** Quoted passage **
* * *

From: Tex Texin (tex@i18nguy.com)
Date: Sat Nov 02 2002 - 19:03:53 EST
Hi John,
I meant the character "<".
As for notepad, what I should have either stated more completely or bit
my tongue, is that where there is a standard in place (and where it is
unambiguous) the mistakes of particular products shouldn't hold sway,
unless they are tantamount to a de facto standard. I (personally) don't
hold notepad in that class. In particular with respect to Michka's
comment that parsers should upgrade to accommodate notepad's BOM, I
rather thought notepad should be changed. But I certainly don't want to
get into a debate on notepad's influence on the market, so let's pretend
I bit my tongue in the last mail, and once again in this mail. ;-)
tex
John Cowan wrote:
>
> Tex Texin scripsit:
>
> > I didn't think the XML standard allowed for utf-8 files to have a BOM.

* * *

(Object location annotation data)

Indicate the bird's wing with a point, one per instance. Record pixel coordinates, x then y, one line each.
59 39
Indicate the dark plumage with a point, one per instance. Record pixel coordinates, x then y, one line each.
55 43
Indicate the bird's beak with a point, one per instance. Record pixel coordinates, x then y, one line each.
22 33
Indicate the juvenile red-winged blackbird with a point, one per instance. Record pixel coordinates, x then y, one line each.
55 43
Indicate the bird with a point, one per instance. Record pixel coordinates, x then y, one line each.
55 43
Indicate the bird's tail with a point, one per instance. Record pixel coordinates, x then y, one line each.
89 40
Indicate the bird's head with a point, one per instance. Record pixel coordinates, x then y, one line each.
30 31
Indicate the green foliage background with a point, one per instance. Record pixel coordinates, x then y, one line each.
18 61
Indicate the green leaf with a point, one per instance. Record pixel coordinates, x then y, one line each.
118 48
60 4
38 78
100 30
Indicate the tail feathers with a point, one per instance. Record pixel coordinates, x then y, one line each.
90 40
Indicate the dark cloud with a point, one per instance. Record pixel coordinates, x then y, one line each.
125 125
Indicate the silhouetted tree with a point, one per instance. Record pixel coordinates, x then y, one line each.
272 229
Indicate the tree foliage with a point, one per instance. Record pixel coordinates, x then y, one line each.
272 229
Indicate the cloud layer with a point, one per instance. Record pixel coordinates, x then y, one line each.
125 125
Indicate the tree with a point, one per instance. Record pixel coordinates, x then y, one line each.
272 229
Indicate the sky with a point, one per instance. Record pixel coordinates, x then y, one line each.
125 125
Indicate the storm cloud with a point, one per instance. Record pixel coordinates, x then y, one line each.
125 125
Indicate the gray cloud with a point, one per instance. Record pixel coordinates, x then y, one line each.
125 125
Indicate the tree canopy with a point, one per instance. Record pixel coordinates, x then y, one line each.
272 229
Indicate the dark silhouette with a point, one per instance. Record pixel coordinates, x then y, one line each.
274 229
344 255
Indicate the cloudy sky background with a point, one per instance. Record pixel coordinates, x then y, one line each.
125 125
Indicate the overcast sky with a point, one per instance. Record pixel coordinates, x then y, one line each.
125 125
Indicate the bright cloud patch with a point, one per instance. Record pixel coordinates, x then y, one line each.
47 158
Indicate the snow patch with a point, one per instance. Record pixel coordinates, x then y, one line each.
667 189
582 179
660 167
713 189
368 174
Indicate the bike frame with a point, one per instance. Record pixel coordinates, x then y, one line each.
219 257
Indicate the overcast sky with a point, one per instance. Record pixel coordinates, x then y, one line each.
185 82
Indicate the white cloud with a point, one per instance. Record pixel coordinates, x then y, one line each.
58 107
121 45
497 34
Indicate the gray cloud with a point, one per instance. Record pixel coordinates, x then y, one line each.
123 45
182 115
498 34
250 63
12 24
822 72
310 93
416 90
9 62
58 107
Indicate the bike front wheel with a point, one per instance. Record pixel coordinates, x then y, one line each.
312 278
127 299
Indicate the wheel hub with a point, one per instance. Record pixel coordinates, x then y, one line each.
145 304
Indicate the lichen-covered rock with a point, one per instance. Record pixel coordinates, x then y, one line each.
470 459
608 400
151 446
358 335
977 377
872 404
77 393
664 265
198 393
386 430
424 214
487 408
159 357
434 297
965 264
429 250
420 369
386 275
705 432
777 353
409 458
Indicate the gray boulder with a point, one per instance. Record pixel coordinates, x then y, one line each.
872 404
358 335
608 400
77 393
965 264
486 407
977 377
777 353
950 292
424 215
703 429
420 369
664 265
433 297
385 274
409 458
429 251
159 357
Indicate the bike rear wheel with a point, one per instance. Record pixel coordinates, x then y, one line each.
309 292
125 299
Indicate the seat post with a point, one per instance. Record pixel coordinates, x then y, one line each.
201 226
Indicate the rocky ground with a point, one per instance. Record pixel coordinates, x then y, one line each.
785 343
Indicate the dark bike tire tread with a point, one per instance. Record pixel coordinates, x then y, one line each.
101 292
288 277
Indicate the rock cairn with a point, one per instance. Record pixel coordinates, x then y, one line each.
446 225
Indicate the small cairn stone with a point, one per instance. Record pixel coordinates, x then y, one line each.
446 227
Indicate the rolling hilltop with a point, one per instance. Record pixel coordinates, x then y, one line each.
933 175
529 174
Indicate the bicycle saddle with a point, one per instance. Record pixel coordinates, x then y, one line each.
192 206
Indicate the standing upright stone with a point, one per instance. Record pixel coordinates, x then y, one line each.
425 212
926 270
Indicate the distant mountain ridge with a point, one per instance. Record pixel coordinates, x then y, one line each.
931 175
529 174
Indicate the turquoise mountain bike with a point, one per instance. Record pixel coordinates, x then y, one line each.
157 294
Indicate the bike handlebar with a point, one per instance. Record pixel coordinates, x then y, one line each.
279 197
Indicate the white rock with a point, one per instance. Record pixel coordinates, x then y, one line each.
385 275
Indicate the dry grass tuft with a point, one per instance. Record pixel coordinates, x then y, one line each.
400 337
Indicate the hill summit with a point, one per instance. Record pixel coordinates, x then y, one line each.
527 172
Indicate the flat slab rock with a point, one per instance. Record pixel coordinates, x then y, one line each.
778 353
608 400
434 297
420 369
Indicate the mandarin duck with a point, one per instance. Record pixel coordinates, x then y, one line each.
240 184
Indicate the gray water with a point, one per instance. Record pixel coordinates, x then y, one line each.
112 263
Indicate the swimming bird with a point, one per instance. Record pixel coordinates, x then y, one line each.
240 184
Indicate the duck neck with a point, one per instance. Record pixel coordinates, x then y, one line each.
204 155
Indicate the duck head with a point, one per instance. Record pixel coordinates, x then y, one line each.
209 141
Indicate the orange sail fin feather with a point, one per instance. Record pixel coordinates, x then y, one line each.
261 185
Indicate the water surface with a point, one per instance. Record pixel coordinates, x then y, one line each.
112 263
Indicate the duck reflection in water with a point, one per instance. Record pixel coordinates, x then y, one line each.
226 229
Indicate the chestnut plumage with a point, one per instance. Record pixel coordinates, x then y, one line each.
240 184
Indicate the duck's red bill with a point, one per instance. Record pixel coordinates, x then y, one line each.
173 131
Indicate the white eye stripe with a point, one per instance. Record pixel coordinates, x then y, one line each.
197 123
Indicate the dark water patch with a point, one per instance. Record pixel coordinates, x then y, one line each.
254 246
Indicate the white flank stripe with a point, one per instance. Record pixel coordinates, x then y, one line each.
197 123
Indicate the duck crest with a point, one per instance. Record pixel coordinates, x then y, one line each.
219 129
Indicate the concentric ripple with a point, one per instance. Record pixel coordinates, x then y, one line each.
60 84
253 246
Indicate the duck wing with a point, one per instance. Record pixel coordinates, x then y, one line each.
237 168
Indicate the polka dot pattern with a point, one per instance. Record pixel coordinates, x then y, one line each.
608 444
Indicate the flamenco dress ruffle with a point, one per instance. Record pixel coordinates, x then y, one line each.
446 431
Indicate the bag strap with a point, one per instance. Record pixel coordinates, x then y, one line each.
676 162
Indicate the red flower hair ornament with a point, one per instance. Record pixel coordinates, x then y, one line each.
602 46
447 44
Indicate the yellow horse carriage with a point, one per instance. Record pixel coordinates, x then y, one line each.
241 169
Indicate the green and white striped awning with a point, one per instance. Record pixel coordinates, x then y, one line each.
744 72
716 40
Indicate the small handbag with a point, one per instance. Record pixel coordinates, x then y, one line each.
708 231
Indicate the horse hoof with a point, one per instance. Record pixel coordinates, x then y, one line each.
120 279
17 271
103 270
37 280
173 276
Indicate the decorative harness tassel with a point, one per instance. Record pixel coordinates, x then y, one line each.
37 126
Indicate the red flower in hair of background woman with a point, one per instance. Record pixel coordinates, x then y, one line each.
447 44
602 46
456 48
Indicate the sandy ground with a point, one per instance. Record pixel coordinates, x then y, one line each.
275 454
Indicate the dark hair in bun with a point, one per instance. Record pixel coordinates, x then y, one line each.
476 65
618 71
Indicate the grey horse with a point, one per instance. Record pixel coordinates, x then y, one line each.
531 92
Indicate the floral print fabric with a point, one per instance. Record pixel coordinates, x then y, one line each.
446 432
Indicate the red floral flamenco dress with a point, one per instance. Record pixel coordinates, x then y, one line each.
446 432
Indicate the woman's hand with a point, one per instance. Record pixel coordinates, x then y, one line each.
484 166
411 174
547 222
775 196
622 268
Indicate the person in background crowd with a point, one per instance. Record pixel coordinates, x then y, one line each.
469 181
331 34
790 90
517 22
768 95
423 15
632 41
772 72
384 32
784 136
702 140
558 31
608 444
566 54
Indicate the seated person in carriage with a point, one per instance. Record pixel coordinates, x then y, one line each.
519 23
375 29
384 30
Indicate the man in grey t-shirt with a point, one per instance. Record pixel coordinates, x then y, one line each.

* * *

** Work instructions **
(a) Answer these about the message on notepad and the BOM:
(i) Which character did Tex Texin mean?
(ii) Whose comment said parsers should upgrade to accommodate notepad's BOM?
(iii) In the quoted lines from John Cowan's reply, what did Tex Texin not think the XML standard allowed?
(b) Please quote the part of the message on notepad and the BOM that opens with the words containing "Date: Sat Nov" and closes with "this mail. ;-)".

** Solved problems **
(a)
(i) The character "<".
(ii) Michka's.
(iii) UTF-8 files to have a BOM.

(b)
Date: Sat Nov 02 2002 - 19:03:53 EST
Hi John,
I meant the character "<".
As for notepad, what I should have either stated more completely or bit
my tongue, is that where there is a standard in place (and where it is
unambiguous) the mistakes of particular products shouldn't hold sway,
unless they are tantamount to a de facto standard. I (personally) don't
hold notepad in that class. In particular with respect to Michka's
comment that parsers should upgrade to accommodate notepad's BOM, I
rather thought notepad should be changed. But I certainly don't want to
get into a debate on notepad's influence on the market, so let's pretend
I bit my tongue in the last mail, and once again in this mail. ;-)